◆ Trecho de origem
Ainda devem ser citados como frutos da Ai Summit Paris de 2025: “Current AI” anunciada por Emmanuel Macron,  uma fundação com um fundo de US$ 400 milhões para apoiar a criação de “bens públicos” de IA, como conjuntos de dados de alta qualidade e ferramentas de código aberto. Conta com o apoio de nove governos, organizações filantrópicas e empresas privadas como Google e Salesforce; ainda a Coalizão para uma IA Sustentável: Liderada pela França, Programa das Nações Unidas para o Meio Ambiente (PNUMA) e União Internacional de Telecomunicações (UIT); a coalizão visa colocar a IA em uma trajetória mais ética e sustentável, com o apoio de 11 países, cinco organizações internacionais e 37 empresas de tecnologia, incluindo EDF, IBM, Nvidia e SAP.

Por sua vez, a Declaração de Bletchley objeto do Ai Summit em UK afirma a necessidade de promoção de uma abordagem colaborativa e baseada em evidências: É enfatizada a necessidade de cooperação internacional para desenvolver uma compreensão científica dos riscos e estabelecer padrões de segurança. Após tal evento destacam-se como iniciativas subsequentes relevantes:

Relatório Internacional sobre Segurança da IA (2025): Comissionado pelos países signatários, este relatório, liderado por Yoshua Bengio, fornece uma análise abrangente dos riscos associados à IA de fronteira e recomendações para mitigá-los. Wikipedia+2GOV.UK+2The Times+2

Institutos de Segurança da IA: Foram estabelecidos centros de pesquisa em países como Reino Unido, EUA e Canadá, visando avaliar e monitorar sistemas de IA avançados.

◆ Conjunto de dados
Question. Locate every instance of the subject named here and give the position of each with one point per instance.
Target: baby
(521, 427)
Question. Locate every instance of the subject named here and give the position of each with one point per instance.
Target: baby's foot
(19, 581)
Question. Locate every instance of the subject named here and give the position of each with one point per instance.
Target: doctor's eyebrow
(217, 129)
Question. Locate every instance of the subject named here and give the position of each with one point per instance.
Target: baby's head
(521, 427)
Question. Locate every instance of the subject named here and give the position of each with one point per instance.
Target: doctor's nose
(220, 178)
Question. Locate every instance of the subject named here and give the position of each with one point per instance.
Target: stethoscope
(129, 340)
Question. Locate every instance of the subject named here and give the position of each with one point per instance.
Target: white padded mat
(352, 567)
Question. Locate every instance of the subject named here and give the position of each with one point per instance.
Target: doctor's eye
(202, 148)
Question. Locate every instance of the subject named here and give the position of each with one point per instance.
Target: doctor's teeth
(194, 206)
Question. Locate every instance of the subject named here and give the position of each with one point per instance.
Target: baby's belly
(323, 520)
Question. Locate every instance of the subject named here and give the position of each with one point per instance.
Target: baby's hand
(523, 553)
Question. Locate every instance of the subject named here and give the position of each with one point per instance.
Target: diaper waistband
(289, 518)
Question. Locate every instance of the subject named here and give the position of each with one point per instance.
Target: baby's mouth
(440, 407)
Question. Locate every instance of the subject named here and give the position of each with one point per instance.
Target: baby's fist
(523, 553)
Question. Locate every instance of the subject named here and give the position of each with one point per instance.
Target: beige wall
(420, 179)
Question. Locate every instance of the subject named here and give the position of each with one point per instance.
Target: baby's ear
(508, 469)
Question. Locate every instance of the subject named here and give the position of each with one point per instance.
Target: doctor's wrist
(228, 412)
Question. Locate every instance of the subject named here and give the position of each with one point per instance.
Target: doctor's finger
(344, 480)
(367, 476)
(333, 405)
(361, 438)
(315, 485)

◆ Detalhes do problema
Responda às seguintes perguntas com base no trecho sobre as cúpulas de IA.
(a) Qual é o valor do fundo da fundação "Current AI"?
(b) Quem liderou o Relatório Internacional sobre Segurança da IA (2025)?
(c) Em quais países o trecho cita a criação de Institutos de Segurança da IA?
Use apenas o trecho como fonte de informação.

◆ Solução
(a) US$ 400 milhões.
(b) Yoshua Bengio.
(c) Reino Unido, EUA e Canadá.